• Goal: Change "thin wispy cloud" to "thin streaky cloud" in the stretch of entries from the line containing "Where can the tan" through the line containing "[1130, 786]", and give those lines again with nothing else altered.

• Data extract:
^^^^^^^^
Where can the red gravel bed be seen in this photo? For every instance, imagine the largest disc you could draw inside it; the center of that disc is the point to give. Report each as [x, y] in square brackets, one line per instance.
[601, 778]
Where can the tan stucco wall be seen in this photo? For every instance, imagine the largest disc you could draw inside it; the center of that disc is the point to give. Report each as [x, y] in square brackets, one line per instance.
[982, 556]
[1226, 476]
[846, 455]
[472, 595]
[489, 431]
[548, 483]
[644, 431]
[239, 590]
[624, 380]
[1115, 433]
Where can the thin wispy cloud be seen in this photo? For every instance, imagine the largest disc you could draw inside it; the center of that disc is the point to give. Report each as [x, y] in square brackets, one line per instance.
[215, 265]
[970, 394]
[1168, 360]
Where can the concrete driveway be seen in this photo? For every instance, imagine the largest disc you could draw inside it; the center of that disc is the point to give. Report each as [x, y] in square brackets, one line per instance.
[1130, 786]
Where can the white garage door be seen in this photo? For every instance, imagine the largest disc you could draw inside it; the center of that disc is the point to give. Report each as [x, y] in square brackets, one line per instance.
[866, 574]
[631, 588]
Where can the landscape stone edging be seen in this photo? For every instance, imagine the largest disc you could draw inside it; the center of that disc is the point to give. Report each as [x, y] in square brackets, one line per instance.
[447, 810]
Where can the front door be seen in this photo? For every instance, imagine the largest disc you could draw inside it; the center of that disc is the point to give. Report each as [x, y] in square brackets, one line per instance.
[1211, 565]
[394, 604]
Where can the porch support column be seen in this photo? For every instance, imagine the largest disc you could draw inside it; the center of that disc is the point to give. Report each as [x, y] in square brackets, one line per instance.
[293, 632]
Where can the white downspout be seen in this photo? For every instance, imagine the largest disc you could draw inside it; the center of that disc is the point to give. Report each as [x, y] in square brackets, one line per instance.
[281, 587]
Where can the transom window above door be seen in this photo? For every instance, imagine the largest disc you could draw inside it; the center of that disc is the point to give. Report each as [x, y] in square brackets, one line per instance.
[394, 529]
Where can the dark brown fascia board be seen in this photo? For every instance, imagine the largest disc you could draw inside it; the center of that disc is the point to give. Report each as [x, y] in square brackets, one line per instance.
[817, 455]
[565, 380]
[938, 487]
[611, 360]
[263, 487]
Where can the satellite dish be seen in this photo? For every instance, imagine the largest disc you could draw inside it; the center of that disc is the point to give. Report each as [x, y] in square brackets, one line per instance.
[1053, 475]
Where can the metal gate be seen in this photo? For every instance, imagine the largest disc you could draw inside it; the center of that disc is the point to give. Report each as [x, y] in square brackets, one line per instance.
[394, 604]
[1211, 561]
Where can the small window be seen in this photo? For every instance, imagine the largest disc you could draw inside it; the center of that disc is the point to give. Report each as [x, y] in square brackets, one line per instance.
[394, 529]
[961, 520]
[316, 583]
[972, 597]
^^^^^^^^
• Exercise response:
Where can the tan stucco wall be seen in this photo? For every instance, imagine the largest disc you could draw inside it; the center of that disc is the point to give. Report each as [x, y] in square brackets, one line per instance.
[982, 556]
[1226, 476]
[846, 455]
[472, 595]
[489, 431]
[548, 483]
[644, 431]
[239, 590]
[624, 380]
[1115, 433]
Where can the thin streaky cloud be seen in this photo? For every instance, imagine the largest disc you could draw inside it; the center of that disc is the point to give. Report each as [x, y] in square brackets, one line per instance.
[215, 265]
[970, 394]
[1168, 360]
Where can the concrete driveway be seen in this photo? For every instance, imagine the largest disc you could draw inside it; the center of that disc is the point to give. Report each as [x, y] in square brackets, one line per instance.
[1130, 786]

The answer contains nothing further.